--- START ---

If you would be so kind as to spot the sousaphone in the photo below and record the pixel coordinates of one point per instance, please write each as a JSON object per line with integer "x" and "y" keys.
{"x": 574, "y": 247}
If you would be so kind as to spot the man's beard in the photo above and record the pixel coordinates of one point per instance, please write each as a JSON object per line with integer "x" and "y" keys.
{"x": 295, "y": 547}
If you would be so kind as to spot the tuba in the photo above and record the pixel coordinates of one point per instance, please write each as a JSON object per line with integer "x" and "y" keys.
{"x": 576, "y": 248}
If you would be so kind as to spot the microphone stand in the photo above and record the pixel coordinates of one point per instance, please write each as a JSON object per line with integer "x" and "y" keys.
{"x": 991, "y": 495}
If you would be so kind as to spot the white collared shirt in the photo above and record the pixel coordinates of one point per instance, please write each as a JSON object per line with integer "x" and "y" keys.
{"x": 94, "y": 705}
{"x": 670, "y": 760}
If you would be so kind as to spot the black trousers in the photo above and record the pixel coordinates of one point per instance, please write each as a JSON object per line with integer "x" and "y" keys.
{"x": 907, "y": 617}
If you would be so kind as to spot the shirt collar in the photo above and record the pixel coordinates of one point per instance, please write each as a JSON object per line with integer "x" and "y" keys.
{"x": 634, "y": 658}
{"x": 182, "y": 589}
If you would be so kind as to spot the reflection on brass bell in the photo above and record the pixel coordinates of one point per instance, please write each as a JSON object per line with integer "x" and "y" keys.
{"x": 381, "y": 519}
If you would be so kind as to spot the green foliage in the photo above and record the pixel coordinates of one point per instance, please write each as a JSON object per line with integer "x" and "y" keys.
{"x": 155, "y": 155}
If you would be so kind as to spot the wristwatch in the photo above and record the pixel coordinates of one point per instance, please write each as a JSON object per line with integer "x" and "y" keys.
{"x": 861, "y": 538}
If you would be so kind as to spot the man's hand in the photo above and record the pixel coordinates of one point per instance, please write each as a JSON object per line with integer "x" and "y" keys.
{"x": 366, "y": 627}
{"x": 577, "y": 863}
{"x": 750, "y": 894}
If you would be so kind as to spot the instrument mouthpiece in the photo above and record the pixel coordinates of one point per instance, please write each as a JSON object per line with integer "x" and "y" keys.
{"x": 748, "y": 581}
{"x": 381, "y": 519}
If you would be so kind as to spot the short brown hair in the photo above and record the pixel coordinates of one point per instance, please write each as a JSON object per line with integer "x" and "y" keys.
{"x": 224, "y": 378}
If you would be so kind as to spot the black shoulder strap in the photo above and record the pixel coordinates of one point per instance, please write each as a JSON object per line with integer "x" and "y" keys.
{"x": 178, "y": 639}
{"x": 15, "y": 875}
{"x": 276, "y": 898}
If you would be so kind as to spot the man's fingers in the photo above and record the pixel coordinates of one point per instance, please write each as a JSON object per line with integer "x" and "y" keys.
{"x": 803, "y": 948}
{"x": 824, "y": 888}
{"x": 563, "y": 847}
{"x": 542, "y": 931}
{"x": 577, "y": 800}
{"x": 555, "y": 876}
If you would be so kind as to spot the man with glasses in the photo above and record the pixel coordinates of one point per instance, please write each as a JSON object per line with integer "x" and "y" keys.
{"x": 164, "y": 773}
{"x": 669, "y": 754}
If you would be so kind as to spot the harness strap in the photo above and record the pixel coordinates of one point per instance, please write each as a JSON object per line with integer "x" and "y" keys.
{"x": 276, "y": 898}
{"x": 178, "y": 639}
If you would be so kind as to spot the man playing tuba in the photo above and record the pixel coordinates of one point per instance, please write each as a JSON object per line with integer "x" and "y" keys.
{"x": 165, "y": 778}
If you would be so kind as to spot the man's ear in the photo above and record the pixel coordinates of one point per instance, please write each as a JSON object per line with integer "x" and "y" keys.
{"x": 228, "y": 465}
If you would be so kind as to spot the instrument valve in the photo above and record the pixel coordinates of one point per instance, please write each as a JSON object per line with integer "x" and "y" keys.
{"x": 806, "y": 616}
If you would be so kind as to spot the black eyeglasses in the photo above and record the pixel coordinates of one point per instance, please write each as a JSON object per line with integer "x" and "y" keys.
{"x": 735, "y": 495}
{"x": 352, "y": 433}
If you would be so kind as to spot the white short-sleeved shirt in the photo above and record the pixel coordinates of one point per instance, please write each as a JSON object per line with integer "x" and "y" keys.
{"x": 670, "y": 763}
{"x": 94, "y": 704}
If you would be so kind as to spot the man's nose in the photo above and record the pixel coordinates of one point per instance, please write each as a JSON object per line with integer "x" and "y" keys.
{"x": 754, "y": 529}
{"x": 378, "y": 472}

--- END ---
--- START ---

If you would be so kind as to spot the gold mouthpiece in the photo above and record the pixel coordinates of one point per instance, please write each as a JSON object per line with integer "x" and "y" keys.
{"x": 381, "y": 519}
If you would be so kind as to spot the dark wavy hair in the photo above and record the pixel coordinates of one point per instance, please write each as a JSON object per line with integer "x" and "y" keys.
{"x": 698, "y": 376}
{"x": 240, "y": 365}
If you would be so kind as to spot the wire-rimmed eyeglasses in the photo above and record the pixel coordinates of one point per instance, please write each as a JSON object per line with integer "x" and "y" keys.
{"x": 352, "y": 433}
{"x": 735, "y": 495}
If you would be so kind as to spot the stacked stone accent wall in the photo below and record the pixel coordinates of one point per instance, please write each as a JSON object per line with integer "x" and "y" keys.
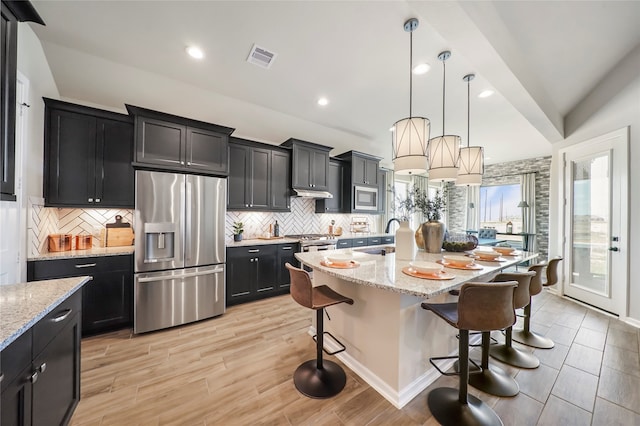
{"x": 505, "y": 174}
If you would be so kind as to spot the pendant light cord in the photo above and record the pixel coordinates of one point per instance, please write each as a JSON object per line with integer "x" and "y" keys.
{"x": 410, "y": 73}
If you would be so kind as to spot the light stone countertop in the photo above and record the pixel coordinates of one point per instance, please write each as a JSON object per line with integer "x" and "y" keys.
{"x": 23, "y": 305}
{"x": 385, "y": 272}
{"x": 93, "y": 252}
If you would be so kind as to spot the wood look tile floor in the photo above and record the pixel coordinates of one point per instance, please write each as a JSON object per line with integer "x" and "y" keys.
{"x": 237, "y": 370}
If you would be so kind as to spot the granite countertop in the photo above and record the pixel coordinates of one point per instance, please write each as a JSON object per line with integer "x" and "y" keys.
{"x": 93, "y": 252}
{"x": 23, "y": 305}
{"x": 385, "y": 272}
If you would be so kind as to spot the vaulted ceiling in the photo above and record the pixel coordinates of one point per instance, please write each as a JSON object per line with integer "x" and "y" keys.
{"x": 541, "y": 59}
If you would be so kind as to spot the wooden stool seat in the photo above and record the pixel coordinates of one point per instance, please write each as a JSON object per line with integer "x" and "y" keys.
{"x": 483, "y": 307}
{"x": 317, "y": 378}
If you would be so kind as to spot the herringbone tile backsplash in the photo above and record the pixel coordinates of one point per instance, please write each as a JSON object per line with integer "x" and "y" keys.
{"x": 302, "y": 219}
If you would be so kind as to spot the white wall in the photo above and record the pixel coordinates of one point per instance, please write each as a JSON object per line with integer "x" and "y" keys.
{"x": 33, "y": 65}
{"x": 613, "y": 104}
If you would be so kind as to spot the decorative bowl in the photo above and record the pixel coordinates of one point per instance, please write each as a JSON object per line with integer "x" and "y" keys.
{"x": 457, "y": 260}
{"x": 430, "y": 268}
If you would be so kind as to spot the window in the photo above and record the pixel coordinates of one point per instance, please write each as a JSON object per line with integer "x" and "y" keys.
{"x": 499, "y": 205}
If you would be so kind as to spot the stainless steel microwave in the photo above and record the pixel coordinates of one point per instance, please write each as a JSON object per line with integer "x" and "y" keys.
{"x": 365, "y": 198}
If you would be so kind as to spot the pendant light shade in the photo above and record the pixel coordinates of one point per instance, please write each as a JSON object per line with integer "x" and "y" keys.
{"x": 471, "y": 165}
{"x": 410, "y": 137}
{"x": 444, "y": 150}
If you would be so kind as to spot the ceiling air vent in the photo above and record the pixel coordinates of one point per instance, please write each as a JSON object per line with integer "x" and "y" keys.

--- END ---

Identify each line in the records that contains the word "below" and copy those lines out in full. Case counts.

• _Expected answer_
If you would be so kind as to spot the sousaphone in the photo below and record the pixel coordinates of one point per instance, please write each as a JSON object per line with integer "x" and "y" keys.
If you would be so kind as to spot the stacked stone accent wall in the photo below and record the pixel coordinates of one point per instance, please write each as a JSON object per line with integer "x" and "y" keys.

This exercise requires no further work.